• **What the task asks**
Below is a set of records. Repeat all of them exactly.

----

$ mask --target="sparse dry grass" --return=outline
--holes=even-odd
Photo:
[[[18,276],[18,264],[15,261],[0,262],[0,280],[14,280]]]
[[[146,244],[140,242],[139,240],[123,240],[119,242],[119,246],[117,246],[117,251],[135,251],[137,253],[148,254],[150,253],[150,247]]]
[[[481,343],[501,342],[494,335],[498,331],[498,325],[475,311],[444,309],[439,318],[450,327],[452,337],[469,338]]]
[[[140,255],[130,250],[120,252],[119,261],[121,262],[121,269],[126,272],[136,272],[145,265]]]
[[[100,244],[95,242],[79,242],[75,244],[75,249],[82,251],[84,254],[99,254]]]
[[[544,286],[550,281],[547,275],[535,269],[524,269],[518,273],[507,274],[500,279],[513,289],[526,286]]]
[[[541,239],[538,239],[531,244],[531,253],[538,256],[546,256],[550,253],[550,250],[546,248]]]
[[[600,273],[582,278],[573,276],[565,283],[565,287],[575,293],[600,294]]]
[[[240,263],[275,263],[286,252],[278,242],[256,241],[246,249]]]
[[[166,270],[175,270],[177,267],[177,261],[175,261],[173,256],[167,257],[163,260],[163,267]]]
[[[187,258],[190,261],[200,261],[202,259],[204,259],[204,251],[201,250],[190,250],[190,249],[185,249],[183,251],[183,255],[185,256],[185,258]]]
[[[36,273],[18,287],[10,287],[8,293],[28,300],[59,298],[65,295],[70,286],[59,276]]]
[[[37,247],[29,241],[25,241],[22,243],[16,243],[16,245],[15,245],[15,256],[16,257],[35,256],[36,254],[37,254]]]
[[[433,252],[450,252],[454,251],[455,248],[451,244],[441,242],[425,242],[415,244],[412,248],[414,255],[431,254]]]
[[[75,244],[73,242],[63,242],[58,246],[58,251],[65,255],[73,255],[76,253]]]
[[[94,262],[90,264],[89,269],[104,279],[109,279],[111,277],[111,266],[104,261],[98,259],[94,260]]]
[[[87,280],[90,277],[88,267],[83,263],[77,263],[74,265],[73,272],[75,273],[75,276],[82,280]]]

----

• **Reply**
$ mask --target="sparse dry grass" --return=outline
--holes=even-odd
Photo:
[[[18,276],[18,264],[15,261],[0,262],[0,280],[14,280]]]
[[[146,244],[140,242],[139,240],[123,240],[119,242],[119,246],[117,246],[117,251],[135,251],[137,253],[148,254],[150,253],[150,247]]]
[[[481,343],[501,342],[494,335],[498,331],[498,325],[475,311],[444,309],[439,318],[450,327],[452,337],[469,338]]]
[[[140,255],[130,250],[120,252],[119,261],[121,262],[121,269],[126,272],[136,272],[145,265]]]
[[[100,244],[95,242],[79,242],[75,244],[75,249],[82,251],[84,254],[99,254]]]
[[[544,286],[550,281],[547,275],[535,269],[524,269],[518,273],[507,274],[500,279],[513,289],[526,286]]]
[[[541,239],[538,239],[531,244],[531,253],[538,256],[546,256],[550,253],[550,250],[546,248]]]
[[[600,273],[582,278],[573,276],[565,283],[565,287],[575,293],[600,294]]]
[[[240,263],[275,263],[286,252],[278,242],[256,241],[246,249]]]
[[[166,270],[175,270],[177,267],[177,261],[175,261],[173,256],[167,257],[163,260],[163,267]]]
[[[187,258],[190,261],[200,261],[202,259],[204,259],[204,251],[201,250],[190,250],[190,249],[185,249],[183,251],[183,255],[185,256],[185,258]]]
[[[36,273],[18,287],[10,287],[8,293],[28,300],[59,298],[65,295],[70,286],[59,276]]]
[[[37,247],[29,241],[25,241],[22,243],[16,243],[16,245],[15,245],[15,256],[16,257],[35,256],[36,254],[37,254]]]
[[[433,252],[450,252],[454,251],[455,248],[451,244],[441,242],[425,242],[415,244],[412,248],[414,255],[431,254]]]
[[[75,244],[73,242],[63,242],[58,246],[58,251],[65,255],[73,255],[76,253]]]
[[[94,262],[90,264],[89,269],[104,279],[109,279],[111,277],[111,266],[104,261],[98,259],[94,260]]]
[[[87,280],[90,277],[88,267],[83,263],[77,263],[74,265],[73,272],[75,273],[75,276],[82,280]]]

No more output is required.